• [Reading passage]
>>>

Every day there is a newspaper or web article, a video footage in TV or the streaming services or a live conference that deals with the dramatic issue of refugees crossing national frontiers due to war, ethnic persecution or famine. The tightening of border controls in the European Community did not stop the flow of migrants from Sub-Saharan Africa or Syria ready to cross the Mediterranean Sea; they are just lingering on in Libya, exposed to big harm in its protracted civil war and without proper social support.

We are becoming inured to their plight and oftentimes we do not want to see or hear any more tragic news as if the problem would go magically away. In our modern societies we have developed a subconscious yet powerful fear of the poor, of the disadvantaged, of the relegated to the fringes of economies. It’s natural to fear poverty but another different thing to fear its victims. The worldwide poor do not register in our minds. The picture above shows Syrian children in a refugee camp in Lebanon but they could as well be Venezuelans in a Colombian border town, fleeing their country’s debacle. We look at these pictures but we do not actually “see what they represent” any more.

Almost twenty years ago, Adela Cortina, a Spanish philosopher that teaches an Ethics course at the Universitat de València, had the occurrence to create a new word to refer to the increasingly common dejection of the poor in the public discourse and social media. She consulted a Greek dictionary and made the fusion of two terms: áporos (the resourceless one) and phobia. She started using it in her writings because she believed that our rejection of the refugees—often referred as “xenophobia” and “racism” in the media—is not produced by their status of undocumented migrants but by their dire poverty.

<<<

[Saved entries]
>>>

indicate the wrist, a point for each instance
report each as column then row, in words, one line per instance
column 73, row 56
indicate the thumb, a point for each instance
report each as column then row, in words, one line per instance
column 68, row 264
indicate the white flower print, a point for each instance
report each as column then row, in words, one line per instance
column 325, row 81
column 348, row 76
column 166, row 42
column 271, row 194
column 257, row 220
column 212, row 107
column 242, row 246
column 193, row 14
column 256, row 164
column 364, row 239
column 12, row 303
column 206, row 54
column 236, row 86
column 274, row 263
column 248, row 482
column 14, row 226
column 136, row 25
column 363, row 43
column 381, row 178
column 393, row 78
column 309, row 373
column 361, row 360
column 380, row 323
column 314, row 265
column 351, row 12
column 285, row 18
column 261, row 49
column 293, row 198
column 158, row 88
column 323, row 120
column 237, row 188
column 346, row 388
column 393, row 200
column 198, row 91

<<<

• [Assigned task]
Write out the passage about refugees and the poor word for word, from "Every day there" to "proper social support.".

• [Expected answer]
Every day there is a newspaper or web article, a video footage in TV or the streaming services or a live conference that deals with the dramatic issue of refugees crossing national frontiers due to war, ethnic persecution or famine. The tightening of border controls in the European Community did not stop the flow of migrants from Sub-Saharan Africa or Syria ready to cross the Mediterranean Sea; they are just lingering on in Libya, exposed to big harm in its protracted civil war and without proper social support.